(ASSIGNMENT)
Answer from the groundings text below:
(a) On what date did USS Guardian run aground?
(b) How many sailors were lost in the Honda Point disaster?
(c) At what speed did the destroyers strike the rocks at Honda Point?

(READING TEXT)
Here are a few notorious groundings over the years to remind the soon-to-be-relieved personnel that it could be worse.
1. USS Guardian (MCM 5)
The mine counter-measures ship USS Guardian (MCM 5) is the first U.S. Navy ship to be lost since USS Scorpion (SSN 589) in 1968. The vessel ran aground on Jan. 17, 2013 on a reef, and was very thoroughly stuck. So much so that a 2013 Navy release indicated she had to be dismantled on the spot. A sad end to a 23-year career.
2. The Honda Point Disaster
Aerial view of the disaster area, showing all seven destroyers that ran aground on Honda Point during the night of 8 September 1923. Photographed from a plane assigned to USS Aroostook (CM-3). Ships are: USS Nicholas (DD-311), in the upper left; USS S.P. Lee (DD-310), astern of Nicholas; USS Delphy (DD-261), capsized in the left center; USS Young (DD-312), capsized in the center of the view; USS Chauncey (DD-296), upright ahead of Young; USS Woodbury (DD-309) on the rocks in the center; and USS Fuller (DD-297), in the lower center. The Southern Pacific Railway’s Honda Station is in the upper left. (U.S. Navy photo)
Imagine losing seven warships in a day during peacetime. Yes, that actually happened to the United States Navy. According to the Naval History and Heritage Command website, during the evening of Sept. 8, 1923, a navigational error lead seven destroyers to slam into rocks at Honda Point, California, at a speed of 20 knots. Twenty-three sailors were lost, as were seven Clemson-class destroyers that were about five years old.
3. USS Decatur (DD 5)

(INFORMATION)
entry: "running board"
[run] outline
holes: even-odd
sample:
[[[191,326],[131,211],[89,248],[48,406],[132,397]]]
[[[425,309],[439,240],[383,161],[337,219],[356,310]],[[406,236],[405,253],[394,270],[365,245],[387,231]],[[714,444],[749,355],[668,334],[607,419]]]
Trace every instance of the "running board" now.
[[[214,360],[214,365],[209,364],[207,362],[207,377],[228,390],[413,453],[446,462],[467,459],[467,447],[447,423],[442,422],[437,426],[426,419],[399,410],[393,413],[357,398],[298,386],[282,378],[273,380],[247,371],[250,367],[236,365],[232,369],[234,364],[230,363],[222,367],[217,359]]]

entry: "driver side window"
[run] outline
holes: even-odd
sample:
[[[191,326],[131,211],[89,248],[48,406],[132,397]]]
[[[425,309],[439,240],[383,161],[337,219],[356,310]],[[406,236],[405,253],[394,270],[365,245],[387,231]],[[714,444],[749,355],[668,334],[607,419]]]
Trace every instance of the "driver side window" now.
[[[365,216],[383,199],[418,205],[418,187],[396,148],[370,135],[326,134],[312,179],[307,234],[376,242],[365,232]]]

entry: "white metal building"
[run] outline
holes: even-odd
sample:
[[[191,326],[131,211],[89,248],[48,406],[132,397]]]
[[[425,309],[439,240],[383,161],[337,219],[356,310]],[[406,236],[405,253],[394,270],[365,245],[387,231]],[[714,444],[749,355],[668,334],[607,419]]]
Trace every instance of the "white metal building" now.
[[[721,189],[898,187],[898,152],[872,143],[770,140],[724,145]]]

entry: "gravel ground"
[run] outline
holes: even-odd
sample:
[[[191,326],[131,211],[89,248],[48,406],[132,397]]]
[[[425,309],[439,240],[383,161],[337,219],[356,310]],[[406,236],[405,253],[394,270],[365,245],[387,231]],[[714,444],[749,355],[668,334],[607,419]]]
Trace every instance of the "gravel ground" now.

(TASK RESULT)
(a) Jan. 17, 2013
(b) Twenty-three
(c) 20 knots